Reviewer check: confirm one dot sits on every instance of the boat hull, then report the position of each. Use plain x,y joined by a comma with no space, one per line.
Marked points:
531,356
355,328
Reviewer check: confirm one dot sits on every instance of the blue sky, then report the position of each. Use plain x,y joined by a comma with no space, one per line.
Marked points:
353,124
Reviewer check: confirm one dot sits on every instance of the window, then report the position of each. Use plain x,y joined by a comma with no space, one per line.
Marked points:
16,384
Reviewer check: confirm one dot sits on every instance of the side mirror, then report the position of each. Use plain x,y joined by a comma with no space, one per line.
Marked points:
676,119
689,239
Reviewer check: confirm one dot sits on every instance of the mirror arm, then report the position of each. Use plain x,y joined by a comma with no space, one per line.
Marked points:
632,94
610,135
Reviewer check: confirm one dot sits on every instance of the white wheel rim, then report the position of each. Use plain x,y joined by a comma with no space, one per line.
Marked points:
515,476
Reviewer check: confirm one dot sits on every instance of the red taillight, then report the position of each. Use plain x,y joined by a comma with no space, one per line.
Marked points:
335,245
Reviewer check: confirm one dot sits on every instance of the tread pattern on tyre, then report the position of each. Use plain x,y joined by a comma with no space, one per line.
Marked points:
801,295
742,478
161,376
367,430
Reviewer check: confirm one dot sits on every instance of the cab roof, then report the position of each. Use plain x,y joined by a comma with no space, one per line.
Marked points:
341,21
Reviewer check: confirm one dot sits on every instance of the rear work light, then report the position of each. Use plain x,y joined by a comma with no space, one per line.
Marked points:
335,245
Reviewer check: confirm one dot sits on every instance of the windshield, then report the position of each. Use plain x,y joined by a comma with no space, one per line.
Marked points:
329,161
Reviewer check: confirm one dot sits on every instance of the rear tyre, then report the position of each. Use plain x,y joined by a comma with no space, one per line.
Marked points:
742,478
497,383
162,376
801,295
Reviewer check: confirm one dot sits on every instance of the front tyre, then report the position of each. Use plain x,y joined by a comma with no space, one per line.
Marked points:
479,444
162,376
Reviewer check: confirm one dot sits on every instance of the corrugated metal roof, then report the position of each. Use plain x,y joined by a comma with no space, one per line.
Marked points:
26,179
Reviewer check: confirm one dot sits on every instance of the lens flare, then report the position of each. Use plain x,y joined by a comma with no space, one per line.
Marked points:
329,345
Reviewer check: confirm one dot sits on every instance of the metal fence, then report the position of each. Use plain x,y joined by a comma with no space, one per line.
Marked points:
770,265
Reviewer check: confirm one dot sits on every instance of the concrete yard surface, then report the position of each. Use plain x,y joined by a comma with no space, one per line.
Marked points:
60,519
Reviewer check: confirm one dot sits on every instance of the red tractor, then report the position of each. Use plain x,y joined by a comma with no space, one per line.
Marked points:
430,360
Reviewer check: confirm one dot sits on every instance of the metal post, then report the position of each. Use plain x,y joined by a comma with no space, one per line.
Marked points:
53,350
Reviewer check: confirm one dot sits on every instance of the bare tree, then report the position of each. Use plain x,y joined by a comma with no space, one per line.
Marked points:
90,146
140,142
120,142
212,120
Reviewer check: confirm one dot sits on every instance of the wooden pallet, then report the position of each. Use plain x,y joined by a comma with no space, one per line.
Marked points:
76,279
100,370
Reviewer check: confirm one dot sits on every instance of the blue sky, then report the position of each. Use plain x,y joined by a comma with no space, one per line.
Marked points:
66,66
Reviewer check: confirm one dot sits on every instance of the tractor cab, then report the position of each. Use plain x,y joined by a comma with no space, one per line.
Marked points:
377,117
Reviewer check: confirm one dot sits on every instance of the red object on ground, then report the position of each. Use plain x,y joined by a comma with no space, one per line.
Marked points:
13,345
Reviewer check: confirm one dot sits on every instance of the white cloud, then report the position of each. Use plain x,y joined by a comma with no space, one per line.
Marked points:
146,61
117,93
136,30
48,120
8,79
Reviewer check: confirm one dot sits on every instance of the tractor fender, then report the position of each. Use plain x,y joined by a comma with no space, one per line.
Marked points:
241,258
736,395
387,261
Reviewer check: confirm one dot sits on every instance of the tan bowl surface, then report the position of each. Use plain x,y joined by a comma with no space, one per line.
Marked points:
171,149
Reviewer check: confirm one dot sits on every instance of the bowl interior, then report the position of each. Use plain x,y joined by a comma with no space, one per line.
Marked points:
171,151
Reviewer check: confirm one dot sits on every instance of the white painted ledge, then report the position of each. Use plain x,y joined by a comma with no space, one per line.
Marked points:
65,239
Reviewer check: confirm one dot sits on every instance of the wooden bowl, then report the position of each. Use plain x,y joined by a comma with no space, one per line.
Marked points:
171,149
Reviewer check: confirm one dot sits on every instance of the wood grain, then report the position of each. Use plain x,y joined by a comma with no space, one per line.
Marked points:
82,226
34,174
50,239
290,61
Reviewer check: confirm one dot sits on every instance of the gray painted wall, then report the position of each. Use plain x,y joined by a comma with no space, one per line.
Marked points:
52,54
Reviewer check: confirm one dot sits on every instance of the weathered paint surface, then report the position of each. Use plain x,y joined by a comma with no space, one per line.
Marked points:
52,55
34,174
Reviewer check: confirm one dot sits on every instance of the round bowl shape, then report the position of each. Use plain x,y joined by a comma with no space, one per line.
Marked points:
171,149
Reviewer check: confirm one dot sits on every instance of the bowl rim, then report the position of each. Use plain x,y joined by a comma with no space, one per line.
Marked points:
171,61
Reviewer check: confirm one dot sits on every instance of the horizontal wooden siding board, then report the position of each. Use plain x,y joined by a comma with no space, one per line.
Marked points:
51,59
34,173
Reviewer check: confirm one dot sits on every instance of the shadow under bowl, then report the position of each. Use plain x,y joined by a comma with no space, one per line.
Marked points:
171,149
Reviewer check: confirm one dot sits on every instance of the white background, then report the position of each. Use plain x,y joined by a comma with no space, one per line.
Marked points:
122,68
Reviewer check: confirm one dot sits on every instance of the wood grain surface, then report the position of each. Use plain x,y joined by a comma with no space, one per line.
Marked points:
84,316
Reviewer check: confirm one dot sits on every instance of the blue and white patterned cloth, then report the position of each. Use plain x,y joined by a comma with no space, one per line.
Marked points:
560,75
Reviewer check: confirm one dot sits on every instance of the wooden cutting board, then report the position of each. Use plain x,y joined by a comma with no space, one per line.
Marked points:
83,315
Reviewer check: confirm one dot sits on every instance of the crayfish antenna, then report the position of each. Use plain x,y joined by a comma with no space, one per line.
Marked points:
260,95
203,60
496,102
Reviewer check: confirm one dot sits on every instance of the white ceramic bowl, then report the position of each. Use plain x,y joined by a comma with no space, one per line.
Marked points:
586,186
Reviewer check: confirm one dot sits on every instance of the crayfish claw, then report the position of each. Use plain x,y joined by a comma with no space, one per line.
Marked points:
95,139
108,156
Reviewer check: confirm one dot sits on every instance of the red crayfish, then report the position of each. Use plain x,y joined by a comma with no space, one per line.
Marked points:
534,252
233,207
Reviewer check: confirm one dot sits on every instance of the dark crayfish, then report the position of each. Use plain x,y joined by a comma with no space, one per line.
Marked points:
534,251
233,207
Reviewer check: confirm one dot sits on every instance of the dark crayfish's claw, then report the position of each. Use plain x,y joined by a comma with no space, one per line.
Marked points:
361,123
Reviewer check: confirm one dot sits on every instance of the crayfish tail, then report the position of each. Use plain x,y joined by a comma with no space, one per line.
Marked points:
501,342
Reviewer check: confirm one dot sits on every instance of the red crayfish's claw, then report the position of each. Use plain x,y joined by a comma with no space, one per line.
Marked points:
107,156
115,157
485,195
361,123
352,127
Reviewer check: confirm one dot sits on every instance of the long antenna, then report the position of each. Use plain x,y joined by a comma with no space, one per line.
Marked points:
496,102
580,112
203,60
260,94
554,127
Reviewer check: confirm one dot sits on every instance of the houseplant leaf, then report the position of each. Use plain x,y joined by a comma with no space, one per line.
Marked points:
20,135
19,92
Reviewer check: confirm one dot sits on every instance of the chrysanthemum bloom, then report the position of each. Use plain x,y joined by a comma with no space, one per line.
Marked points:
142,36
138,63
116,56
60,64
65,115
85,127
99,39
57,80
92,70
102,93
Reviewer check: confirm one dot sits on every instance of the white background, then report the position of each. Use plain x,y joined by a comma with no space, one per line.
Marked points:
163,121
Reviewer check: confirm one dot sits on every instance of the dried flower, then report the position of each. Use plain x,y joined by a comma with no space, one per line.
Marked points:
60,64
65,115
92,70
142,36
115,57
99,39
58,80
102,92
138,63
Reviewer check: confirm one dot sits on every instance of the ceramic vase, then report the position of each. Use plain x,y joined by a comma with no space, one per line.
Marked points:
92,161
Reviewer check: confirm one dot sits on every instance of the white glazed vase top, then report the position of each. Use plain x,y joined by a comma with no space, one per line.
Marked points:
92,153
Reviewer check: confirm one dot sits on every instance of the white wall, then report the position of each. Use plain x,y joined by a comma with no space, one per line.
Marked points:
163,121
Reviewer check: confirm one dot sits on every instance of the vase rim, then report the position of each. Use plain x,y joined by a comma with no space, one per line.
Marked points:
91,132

================

Task requirements
Only the lines from the one holding "the red crayfish's" through the end of the listing should be given again, exactly and with both ends included.

Full solution
Reviewer check: confirm one dot sits on every instance of the red crayfish's claw, then report the position of each. Use plain x,y joined by a comma with no space, one per line.
Marked points:
107,156
115,157
485,195
361,123
352,127
Reviewer check: confirm one dot sits on every instance of the long antenna, then report the position of each. Use plain x,y joined by a comma with no space, one per line.
Marked points:
496,102
580,112
203,60
260,94
554,127
Reviewer check: confirm one dot sits on every instance of the houseplant leaf, then report the position of each. Use plain x,y joined by a comma with no space, one per line.
Marked points:
20,135
19,92
Reviewer check: confirm one dot sits on every instance of the chrysanthemum bloom, then report the position of each. Use plain x,y joined by a comma with no space, one per line.
Marked points:
142,36
138,63
116,56
60,64
65,115
85,127
99,39
57,80
92,70
102,93
Reviewer check: confirm one dot sits on every instance of the white background, then report the position of each. Use plain x,y joined by a comma with no space, one per line.
Marked points:
163,121
Reviewer check: confirm one dot sits on every instance of the dried flower, then report the position of each. Use plain x,y joined by a comma with no space, one per line.
Marked points:
60,64
65,115
92,70
142,36
115,57
99,39
58,80
102,92
138,63
Reviewer check: confirm one dot sits on every instance of the ceramic vase, then report the position of each. Use plain x,y joined by a comma with no space, one per line.
Marked points:
92,161
Reviewer check: confirm one dot sits on every instance of the white glazed vase top, then report the position of each. Use plain x,y joined by a comma with no space, one per line.
Marked points:
92,153
Reviewer check: confirm one dot sits on every instance of the white wall, then report the position of each. Use plain x,y joined by a comma with no space, one per line.
Marked points:
163,121
Reviewer check: confirm one dot sits on every instance of the vase rim, then report the position of each. Use plain x,y joined by a comma with no space, one per line.
Marked points:
91,132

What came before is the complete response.